___ Recorded data

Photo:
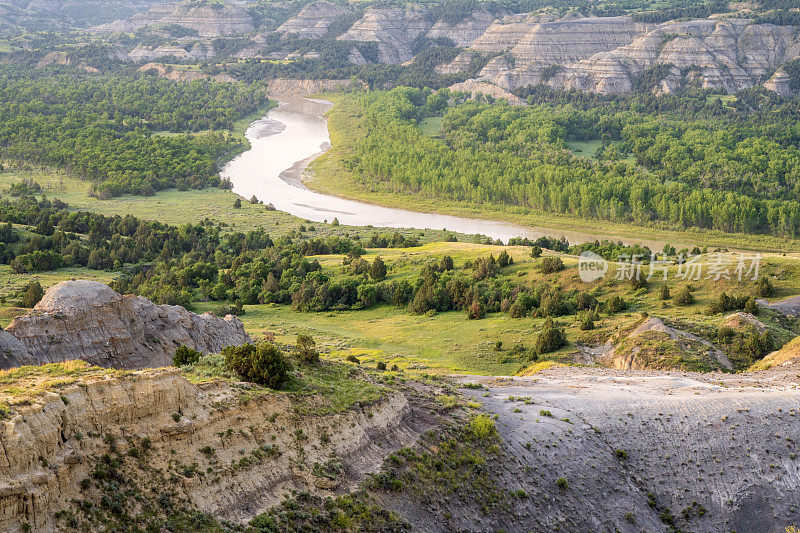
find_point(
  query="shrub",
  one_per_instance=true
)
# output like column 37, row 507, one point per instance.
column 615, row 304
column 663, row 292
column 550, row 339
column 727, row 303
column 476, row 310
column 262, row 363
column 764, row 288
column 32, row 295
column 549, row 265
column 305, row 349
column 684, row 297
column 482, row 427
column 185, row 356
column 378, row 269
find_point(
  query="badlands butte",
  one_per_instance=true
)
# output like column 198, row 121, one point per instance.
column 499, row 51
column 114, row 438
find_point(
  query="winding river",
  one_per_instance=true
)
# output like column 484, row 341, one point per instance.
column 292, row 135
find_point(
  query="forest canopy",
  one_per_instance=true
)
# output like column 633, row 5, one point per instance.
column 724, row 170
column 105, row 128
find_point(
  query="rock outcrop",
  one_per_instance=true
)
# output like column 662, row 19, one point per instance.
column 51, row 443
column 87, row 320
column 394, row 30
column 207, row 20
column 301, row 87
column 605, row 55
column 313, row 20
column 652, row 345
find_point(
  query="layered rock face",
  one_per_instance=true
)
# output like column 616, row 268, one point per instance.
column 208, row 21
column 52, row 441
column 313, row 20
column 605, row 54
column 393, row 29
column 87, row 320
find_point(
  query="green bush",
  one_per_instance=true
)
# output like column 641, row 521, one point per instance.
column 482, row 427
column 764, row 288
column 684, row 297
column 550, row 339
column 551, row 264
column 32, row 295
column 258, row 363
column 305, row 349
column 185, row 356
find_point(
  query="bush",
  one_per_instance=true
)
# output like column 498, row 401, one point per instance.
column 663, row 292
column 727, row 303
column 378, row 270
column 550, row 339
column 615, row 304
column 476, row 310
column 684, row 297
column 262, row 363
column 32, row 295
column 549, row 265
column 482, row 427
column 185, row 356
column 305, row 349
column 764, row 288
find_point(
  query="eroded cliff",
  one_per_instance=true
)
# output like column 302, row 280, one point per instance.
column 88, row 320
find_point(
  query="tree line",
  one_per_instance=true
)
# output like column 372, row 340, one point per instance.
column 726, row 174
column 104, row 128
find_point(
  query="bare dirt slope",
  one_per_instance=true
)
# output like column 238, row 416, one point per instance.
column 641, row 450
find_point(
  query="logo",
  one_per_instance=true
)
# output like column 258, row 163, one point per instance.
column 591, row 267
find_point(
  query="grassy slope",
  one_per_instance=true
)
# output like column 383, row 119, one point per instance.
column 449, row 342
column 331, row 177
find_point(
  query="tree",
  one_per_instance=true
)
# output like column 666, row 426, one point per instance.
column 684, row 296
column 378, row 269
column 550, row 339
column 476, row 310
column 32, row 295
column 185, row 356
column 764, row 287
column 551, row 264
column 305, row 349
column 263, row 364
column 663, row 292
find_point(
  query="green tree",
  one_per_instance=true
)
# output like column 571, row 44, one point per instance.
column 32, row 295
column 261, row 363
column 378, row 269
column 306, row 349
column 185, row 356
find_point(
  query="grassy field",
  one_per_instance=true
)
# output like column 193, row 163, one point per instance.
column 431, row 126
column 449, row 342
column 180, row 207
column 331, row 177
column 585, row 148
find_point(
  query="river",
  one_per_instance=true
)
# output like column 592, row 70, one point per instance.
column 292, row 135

______
___ Recorded data

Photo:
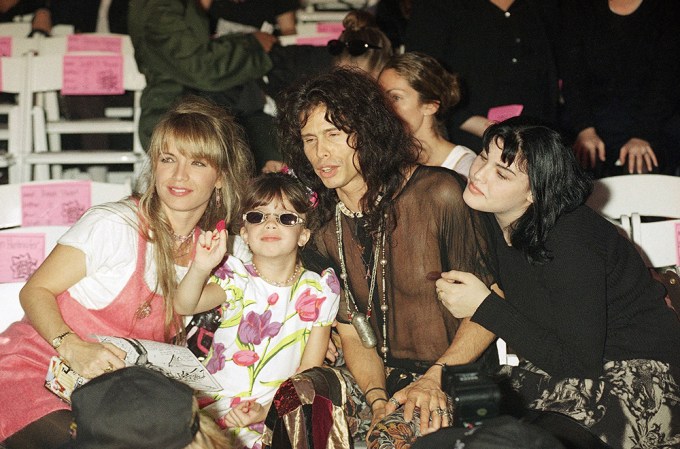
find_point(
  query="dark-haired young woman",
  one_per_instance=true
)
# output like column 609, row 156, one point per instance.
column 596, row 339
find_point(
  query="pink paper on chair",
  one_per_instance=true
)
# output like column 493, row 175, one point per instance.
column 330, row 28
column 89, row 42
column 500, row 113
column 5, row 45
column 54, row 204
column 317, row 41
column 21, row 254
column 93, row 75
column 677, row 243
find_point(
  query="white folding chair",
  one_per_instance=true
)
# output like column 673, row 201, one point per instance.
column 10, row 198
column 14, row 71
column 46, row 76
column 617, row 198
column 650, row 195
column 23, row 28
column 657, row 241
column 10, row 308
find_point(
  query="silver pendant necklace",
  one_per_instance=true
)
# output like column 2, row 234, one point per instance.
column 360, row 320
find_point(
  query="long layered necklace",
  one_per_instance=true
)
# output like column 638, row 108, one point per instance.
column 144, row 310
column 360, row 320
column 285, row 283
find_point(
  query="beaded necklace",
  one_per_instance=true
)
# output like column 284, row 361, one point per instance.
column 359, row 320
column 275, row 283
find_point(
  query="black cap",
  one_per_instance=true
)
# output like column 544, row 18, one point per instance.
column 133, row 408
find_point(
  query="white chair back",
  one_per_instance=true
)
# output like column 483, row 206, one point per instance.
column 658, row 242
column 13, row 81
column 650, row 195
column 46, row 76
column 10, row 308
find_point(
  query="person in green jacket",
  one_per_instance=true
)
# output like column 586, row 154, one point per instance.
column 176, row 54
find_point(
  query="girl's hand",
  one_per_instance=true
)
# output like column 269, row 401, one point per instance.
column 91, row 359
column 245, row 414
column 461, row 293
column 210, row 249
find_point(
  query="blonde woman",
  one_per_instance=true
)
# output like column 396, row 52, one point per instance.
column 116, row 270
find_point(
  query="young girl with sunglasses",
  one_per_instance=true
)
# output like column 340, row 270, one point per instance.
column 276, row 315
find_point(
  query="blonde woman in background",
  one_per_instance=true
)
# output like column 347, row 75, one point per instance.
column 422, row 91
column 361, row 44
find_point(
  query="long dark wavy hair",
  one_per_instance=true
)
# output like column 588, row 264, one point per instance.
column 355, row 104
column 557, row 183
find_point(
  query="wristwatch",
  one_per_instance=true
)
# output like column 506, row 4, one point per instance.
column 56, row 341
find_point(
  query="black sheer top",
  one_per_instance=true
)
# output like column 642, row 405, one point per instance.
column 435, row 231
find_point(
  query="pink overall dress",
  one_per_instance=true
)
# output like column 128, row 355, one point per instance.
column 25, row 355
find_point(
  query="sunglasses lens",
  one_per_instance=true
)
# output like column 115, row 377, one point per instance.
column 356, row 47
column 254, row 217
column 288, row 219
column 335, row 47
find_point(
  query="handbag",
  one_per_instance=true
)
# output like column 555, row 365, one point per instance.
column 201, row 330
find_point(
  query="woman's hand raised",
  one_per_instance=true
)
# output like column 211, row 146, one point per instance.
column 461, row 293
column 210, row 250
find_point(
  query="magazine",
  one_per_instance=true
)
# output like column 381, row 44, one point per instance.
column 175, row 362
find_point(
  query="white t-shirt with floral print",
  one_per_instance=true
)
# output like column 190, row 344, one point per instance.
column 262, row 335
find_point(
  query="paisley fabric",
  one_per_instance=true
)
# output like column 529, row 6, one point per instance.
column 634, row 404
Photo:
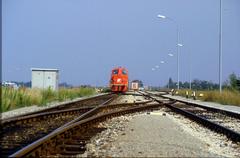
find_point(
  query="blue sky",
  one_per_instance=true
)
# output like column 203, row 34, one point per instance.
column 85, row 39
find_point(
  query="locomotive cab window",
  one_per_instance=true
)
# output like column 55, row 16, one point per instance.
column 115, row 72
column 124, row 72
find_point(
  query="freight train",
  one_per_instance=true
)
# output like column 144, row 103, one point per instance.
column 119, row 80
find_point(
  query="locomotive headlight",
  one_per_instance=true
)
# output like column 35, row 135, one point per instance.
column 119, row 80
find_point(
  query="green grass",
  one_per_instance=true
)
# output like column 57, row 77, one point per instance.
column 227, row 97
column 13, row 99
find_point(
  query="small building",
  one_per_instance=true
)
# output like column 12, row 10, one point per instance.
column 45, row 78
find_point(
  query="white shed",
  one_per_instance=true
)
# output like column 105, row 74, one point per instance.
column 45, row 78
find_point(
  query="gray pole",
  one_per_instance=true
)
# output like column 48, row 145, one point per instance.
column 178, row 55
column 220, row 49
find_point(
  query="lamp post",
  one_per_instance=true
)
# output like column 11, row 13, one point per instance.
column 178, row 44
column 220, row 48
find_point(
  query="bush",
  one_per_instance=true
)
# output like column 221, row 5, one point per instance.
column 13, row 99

______

Examine the data above and state how many of its lines contain the word "rock", with no further remarks.

The completed task = 2